*Work to do*.
Print the part of the essay on deep listening below from "The Dreaming Horses" up to and including "motives, and crumble.", word for word.

*Quoted text*.
<<<<

Thich Nhat Hanh on the Art of Deep Listening and the 3 Buddhist Steps to Repairing a Relationship

Thich Nhat Hanh on the Art of Deep Listening and the 3 Buddhist Steps to Repairing a Relationship

One fact that never fails to astound me: Despite the immense cultural changes and leaps in knowledge over the epochs, the human brain — that crucible of consciousness, roiling with the psychologies that govern the behaviors we call human nature — has remained virtually unchanged for the past hundred thousand years. How humbling to consider that what is cognitively true of our ancestors — who, lacking a knowledge of astronomy as the correct frame of reference for planetary motion, explained eclipses as acts of god and comets as omens of ill fortune — is as true of us.

The explanatory contexts in which this tendency manifests today may be different, but it manifests just the same — especially in our interpersonal relationships, where so much of the correct frame of reference that is the other person’s inner reality is invisible to us. It helps to remember that between our feelings and anything in the external world that causes the ripples of consciousness we call feelings — any difficult situation, any painful event, any hurtful action of another — there lie myriad possible causal explanations.

One fact I have learned about life through the empiricism of living: When we are hurt in a relationship, when we are spinning in the blooming buzzing confusion of sensemaking, the explanation we elect as correct usually has more to do with our own fears and vulnerabilities than it does with the reality of the situation; almost always, that explanation is wrong; almost always, the true explanation has more to do with the fears and vulnerabilities roiling in the other person invisibly to us.

The Dreaming Horses by Franz Marc, 1913. (Available as a print and as stationery cards, benefitting The Nature Conservancy.)

And so, sensemaking and storytelling creatures that we are, we move through the real world in a self-generated dream, responding not to reality but to the stories we tell ourselves about what is true — stories at best incomplete and at worst injuriously incorrect, stories about what we do and don’t deserve, stories the cost of which is connection, trust, love. This is why without charity of interpretation and without candor — the vulnerability of it, the courage of it, the kindness of it — all relationships become a ricochet of unspoken resentments based mostly on misapprehended motives, and crumble.

>>>>

*Data supplied*.
<<<<

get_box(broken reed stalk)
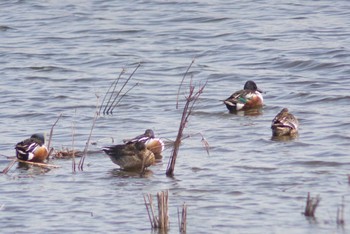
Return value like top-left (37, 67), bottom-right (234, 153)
top-left (2, 158), bottom-right (17, 174)
top-left (78, 96), bottom-right (99, 171)
top-left (72, 110), bottom-right (77, 173)
top-left (47, 114), bottom-right (62, 156)
top-left (176, 59), bottom-right (195, 109)
top-left (157, 191), bottom-right (169, 229)
top-left (98, 68), bottom-right (125, 115)
top-left (304, 192), bottom-right (321, 217)
top-left (143, 194), bottom-right (158, 228)
top-left (177, 203), bottom-right (187, 233)
top-left (337, 197), bottom-right (345, 226)
top-left (166, 77), bottom-right (208, 176)
top-left (78, 112), bottom-right (98, 171)
top-left (98, 63), bottom-right (141, 115)
top-left (143, 191), bottom-right (169, 230)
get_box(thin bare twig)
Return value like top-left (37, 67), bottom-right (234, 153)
top-left (47, 114), bottom-right (62, 152)
top-left (78, 96), bottom-right (99, 171)
top-left (176, 58), bottom-right (195, 109)
top-left (177, 203), bottom-right (187, 234)
top-left (304, 193), bottom-right (321, 217)
top-left (72, 109), bottom-right (77, 173)
top-left (103, 63), bottom-right (141, 115)
top-left (337, 196), bottom-right (345, 226)
top-left (98, 68), bottom-right (125, 115)
top-left (2, 158), bottom-right (17, 174)
top-left (143, 191), bottom-right (169, 230)
top-left (111, 83), bottom-right (139, 114)
top-left (166, 76), bottom-right (207, 176)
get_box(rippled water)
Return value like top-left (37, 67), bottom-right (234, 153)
top-left (0, 0), bottom-right (350, 233)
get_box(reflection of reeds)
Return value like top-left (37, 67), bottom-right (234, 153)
top-left (47, 114), bottom-right (62, 157)
top-left (97, 63), bottom-right (141, 115)
top-left (166, 61), bottom-right (207, 176)
top-left (177, 203), bottom-right (187, 233)
top-left (143, 191), bottom-right (169, 230)
top-left (77, 63), bottom-right (141, 171)
top-left (304, 193), bottom-right (321, 217)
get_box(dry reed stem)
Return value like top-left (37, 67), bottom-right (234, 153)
top-left (176, 58), bottom-right (195, 109)
top-left (2, 158), bottom-right (17, 174)
top-left (143, 191), bottom-right (169, 230)
top-left (157, 191), bottom-right (169, 229)
top-left (74, 112), bottom-right (98, 171)
top-left (177, 203), bottom-right (187, 234)
top-left (304, 192), bottom-right (321, 217)
top-left (98, 68), bottom-right (125, 115)
top-left (98, 63), bottom-right (141, 115)
top-left (166, 77), bottom-right (207, 176)
top-left (337, 197), bottom-right (345, 226)
top-left (72, 110), bottom-right (77, 173)
top-left (47, 114), bottom-right (62, 156)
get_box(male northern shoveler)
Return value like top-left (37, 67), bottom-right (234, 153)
top-left (102, 141), bottom-right (155, 170)
top-left (271, 108), bottom-right (299, 136)
top-left (224, 80), bottom-right (264, 111)
top-left (15, 133), bottom-right (49, 162)
top-left (123, 129), bottom-right (164, 159)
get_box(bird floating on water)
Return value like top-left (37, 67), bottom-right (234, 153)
top-left (15, 133), bottom-right (49, 162)
top-left (102, 141), bottom-right (155, 171)
top-left (224, 80), bottom-right (264, 112)
top-left (271, 108), bottom-right (299, 136)
top-left (123, 129), bottom-right (164, 159)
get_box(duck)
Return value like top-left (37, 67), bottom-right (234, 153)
top-left (123, 129), bottom-right (164, 159)
top-left (15, 133), bottom-right (49, 162)
top-left (102, 141), bottom-right (155, 171)
top-left (224, 80), bottom-right (264, 112)
top-left (271, 108), bottom-right (299, 136)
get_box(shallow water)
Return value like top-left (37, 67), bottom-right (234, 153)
top-left (0, 0), bottom-right (350, 233)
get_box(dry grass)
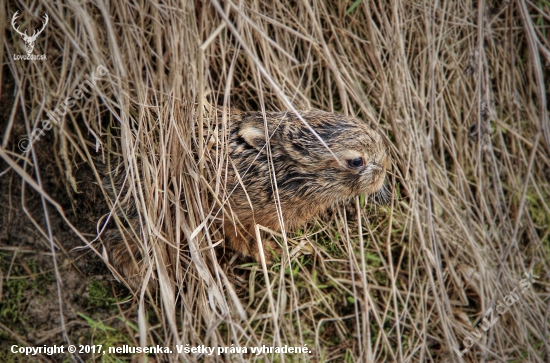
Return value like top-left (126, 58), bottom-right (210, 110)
top-left (0, 0), bottom-right (550, 362)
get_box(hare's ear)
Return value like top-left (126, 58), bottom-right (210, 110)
top-left (239, 122), bottom-right (265, 150)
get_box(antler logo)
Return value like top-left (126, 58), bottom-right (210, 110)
top-left (11, 11), bottom-right (49, 54)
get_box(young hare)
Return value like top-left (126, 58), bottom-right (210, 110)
top-left (103, 110), bottom-right (390, 291)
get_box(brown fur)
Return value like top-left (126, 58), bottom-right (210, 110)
top-left (224, 110), bottom-right (390, 262)
top-left (103, 110), bottom-right (390, 291)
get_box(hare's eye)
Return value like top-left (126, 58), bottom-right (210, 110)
top-left (348, 158), bottom-right (364, 168)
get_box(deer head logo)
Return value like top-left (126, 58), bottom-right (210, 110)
top-left (11, 11), bottom-right (48, 54)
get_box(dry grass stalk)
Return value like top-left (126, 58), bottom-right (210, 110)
top-left (0, 0), bottom-right (550, 362)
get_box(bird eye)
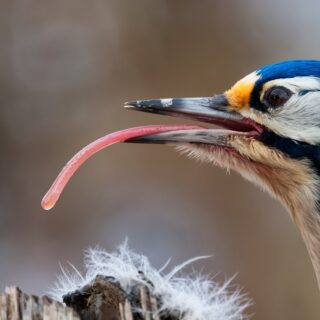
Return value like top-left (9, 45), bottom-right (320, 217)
top-left (264, 87), bottom-right (292, 107)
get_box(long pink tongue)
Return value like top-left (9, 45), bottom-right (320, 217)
top-left (41, 125), bottom-right (201, 210)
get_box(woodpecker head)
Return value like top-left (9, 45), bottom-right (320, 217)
top-left (42, 60), bottom-right (320, 288)
top-left (126, 60), bottom-right (320, 223)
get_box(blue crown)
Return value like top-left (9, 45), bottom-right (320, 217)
top-left (257, 60), bottom-right (320, 84)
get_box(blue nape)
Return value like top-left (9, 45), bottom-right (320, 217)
top-left (257, 60), bottom-right (320, 84)
top-left (250, 60), bottom-right (320, 112)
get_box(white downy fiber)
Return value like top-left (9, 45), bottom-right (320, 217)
top-left (51, 242), bottom-right (251, 320)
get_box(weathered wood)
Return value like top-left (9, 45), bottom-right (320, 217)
top-left (0, 276), bottom-right (165, 320)
top-left (0, 287), bottom-right (80, 320)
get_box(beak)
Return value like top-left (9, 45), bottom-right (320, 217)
top-left (125, 94), bottom-right (261, 147)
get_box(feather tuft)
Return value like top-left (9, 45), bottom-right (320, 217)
top-left (50, 241), bottom-right (251, 320)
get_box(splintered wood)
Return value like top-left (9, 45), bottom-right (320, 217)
top-left (0, 276), bottom-right (165, 320)
top-left (0, 287), bottom-right (80, 320)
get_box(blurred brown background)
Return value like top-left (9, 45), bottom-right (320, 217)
top-left (0, 0), bottom-right (320, 320)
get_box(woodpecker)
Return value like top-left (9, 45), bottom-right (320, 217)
top-left (126, 60), bottom-right (320, 288)
top-left (42, 60), bottom-right (320, 288)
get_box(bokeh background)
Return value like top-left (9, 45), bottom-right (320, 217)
top-left (0, 0), bottom-right (320, 320)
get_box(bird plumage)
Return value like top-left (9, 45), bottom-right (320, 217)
top-left (128, 60), bottom-right (320, 287)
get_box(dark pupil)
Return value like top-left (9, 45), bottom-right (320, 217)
top-left (267, 88), bottom-right (290, 107)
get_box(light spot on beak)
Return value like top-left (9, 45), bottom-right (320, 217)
top-left (225, 72), bottom-right (259, 111)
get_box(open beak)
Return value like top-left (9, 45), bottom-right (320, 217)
top-left (125, 94), bottom-right (262, 147)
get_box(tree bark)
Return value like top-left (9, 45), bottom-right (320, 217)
top-left (0, 276), bottom-right (165, 320)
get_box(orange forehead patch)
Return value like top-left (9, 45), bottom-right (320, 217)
top-left (225, 72), bottom-right (259, 110)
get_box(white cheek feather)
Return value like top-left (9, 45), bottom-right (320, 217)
top-left (243, 77), bottom-right (320, 144)
top-left (50, 242), bottom-right (251, 320)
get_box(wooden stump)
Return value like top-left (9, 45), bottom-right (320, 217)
top-left (0, 276), bottom-right (169, 320)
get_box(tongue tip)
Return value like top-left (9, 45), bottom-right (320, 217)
top-left (41, 195), bottom-right (56, 211)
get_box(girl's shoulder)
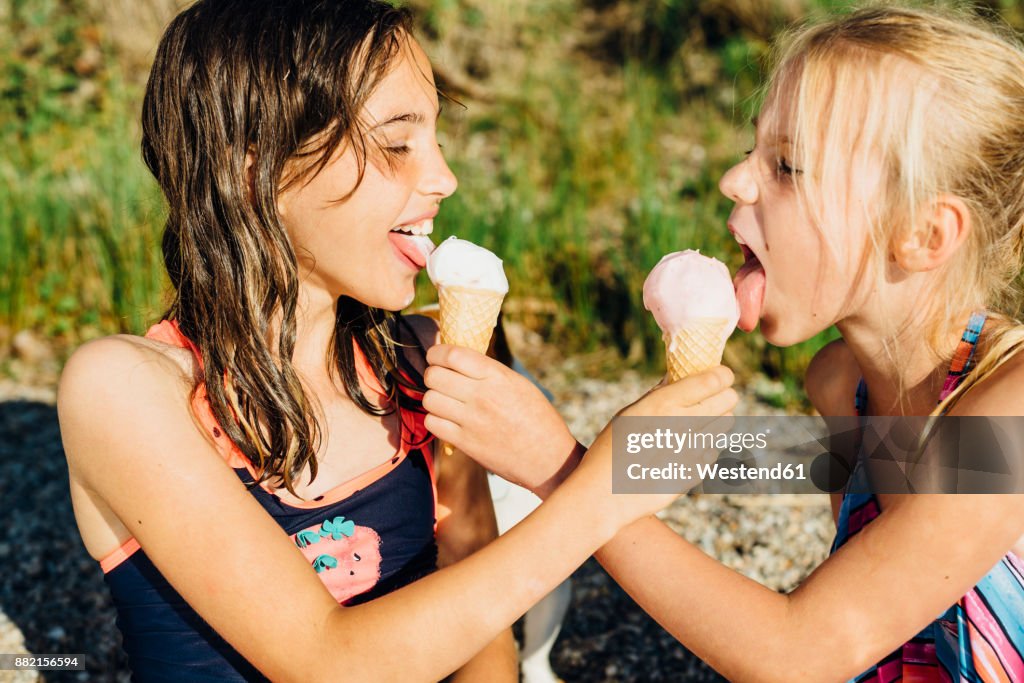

>>>>

*Result*.
The Dreaming Horses by Franz Marc, 1913. (Available as a print and as stationery cards, benefitting The Nature Conservancy.)

And so, sensemaking and storytelling creatures that we are, we move through the real world in a self-generated dream, responding not to reality but to the stories we tell ourselves about what is true — stories at best incomplete and at worst injuriously incorrect, stories about what we do and don’t deserve, stories the cost of which is connection, trust, love. This is why without charity of interpretation and without candor — the vulnerability of it, the courage of it, the kindness of it — all relationships become a ricochet of unspoken resentments based mostly on misapprehended motives, and crumble.